Your tasks:
- 1) Translate this sentence from the hearing transcript below into Spanish: "The charge in commercial companies varies; it is not uniform at all."
- 2) Please answer these questions using the hearing transcript below:
(a) On what page of his copy of the bill does Senator Shortridge note the two provisos?
(b) In what year were the men discharged, according to Mr. Roberts?
(c) How much cheaper than commercial policies does General Hines say the government policies are?

Source text:
···

Senator SHORTRIDGE. I note here on page 29 of the bill that there are two provisos. They are not new matter, are they? That is under section 23, which you have been discussing.

On page 29 of the copy of the bill which I hold in my hand I note that there are two provisos, one beginning on line 3 and the other on line 9. Merely for my information, is that new matter?

General Hines. Which bill have you, Senator?
The CHAIRMAN. In the bill that you have it is page 31, line 12.
Mr. ROBERTS. That is new matter.

Senator SHORTRIDGE. What is the meaning or significance of the language?

Mr. ROBERTS. The significance of that language, Senator, is simply this: Under the present law as interpreted by the bureau and the courts, the man applies for reinstatement of his insurance or for conversion his term insurance. He is thereafter estopped to set up a claim on his original contract and is bound by that reinstatement or conversion, as well as the Government being bound by it.

Many of these men who have paid premiums right straight along on their policies and have converted or have reinstated and converted, are now endeavoring to get back to the date of discharge in 1919, alleging that they were permanently and totally disabled at that time. If there has been a reinstatement or conversion intervening he is estopped to go back of that reinstatement or conversion under the interpretation that I have just stated.

This was to give him the option, as it was selt by the sponsors of the amendment that as long as a man had endeavored to keep faith with his Government and paid the premiums he should not be penalized for having done it. In other words, if he had not paid any premiums he could allege a date back at the time of discharge as the date of permanent and total disability, and collect. If, however, he had paid premiums and reinstated or converted his insurance, he would not be able to go back of the date of reinstatement or conversion.

Senator SHORTRIDGE. And that second proviso fixes a certain date?

Mr. ROBERTS. That is to give retroactive effect to the section so that those men who have heretofore been denied will be able to come in under this amendment and claim the benefit of it.

Senator Walsh. Generally speaking, General, how much cheaper are the premiums on converted insurance policies than those of commercial companies?

General Hines. They vary, of course, with the character of policy; but I think it is safe to say that the cost in each group is dependent upon the commercial charge for the contingency of permanent and total disability. We charge no premium for that. In other words, we take the straight American experience table of mortality and 3, per cent, as against death, and we make no charge or the premium is not loaded for permanent total disability. The charge in commercial companies varies; it is not uniform at all. I should think it is safe to say, generally, that our policies are at least 10 or 15 per cent cheaper.

The CHAIRMAN. Just that one class of policies?

General Hines. Yes, converted. All of our policies carry that clause, maturing in the event of permanent and total disability or death.

···

Given records:
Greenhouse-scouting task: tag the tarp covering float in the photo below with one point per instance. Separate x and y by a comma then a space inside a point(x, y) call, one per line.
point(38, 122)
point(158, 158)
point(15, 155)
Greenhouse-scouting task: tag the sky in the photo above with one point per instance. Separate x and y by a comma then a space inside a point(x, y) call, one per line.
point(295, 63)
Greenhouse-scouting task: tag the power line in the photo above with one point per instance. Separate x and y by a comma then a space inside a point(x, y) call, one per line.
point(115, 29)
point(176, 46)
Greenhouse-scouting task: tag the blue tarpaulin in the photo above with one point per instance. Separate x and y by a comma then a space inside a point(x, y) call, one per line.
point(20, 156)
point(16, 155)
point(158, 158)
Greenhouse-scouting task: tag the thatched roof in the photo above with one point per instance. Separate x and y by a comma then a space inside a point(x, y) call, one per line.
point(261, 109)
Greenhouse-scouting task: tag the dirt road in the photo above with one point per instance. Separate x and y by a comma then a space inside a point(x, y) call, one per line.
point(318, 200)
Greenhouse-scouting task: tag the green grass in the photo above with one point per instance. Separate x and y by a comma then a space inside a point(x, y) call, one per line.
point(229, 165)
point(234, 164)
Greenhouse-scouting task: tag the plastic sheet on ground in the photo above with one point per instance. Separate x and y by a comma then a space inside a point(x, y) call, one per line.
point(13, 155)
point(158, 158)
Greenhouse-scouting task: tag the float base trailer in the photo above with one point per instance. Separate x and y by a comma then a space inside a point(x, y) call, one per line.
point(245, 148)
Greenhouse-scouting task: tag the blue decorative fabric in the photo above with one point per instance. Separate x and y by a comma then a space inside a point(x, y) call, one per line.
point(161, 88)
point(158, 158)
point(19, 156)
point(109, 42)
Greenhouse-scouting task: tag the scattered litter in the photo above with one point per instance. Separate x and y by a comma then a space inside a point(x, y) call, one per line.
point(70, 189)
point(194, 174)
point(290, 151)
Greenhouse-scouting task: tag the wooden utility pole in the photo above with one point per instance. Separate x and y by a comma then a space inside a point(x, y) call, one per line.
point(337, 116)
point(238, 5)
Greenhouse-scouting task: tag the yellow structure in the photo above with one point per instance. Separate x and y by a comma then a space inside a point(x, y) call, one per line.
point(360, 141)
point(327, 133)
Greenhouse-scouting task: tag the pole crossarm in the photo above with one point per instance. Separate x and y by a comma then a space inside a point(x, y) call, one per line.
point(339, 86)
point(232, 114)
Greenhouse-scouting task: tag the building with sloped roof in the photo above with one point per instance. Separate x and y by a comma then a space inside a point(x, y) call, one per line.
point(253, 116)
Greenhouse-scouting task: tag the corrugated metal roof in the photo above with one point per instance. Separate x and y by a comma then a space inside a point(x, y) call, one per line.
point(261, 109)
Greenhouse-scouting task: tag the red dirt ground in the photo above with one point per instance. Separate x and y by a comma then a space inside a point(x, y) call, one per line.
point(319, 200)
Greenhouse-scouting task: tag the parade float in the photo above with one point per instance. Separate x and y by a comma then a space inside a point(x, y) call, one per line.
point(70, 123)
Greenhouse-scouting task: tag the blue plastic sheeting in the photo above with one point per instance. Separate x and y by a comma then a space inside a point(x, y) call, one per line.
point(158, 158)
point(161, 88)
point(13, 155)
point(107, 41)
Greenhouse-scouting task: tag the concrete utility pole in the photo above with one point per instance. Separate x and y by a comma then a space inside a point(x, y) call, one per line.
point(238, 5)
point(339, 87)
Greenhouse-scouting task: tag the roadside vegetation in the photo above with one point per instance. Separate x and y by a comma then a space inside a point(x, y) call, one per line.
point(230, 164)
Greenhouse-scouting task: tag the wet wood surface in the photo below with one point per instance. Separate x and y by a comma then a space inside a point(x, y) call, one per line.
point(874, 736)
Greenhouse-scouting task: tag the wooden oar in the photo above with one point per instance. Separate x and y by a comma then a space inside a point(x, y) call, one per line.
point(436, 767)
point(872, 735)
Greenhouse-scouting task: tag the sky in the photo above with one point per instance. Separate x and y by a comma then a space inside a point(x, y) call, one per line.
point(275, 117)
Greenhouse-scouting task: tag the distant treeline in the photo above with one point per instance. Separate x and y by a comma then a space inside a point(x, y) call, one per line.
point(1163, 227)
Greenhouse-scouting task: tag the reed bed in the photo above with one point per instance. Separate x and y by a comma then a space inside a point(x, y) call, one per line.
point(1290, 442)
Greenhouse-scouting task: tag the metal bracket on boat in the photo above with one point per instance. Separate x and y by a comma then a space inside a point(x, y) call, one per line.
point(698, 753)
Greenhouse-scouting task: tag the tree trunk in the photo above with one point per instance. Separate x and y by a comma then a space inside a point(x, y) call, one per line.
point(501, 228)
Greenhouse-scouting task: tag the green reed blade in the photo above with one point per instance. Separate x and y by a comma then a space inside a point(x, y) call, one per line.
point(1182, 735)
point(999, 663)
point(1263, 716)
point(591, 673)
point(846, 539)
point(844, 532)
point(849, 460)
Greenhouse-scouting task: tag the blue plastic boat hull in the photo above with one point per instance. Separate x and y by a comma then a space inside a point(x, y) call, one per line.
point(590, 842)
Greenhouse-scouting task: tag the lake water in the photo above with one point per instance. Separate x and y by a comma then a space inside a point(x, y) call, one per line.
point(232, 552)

···

Solutions below:
- 1) El cargo en las compañías comerciales varía; no es en absoluto uniforme.

- 2)
(a) Page 29
(b) 1919
(c) At least 10 or 15 per cent cheaper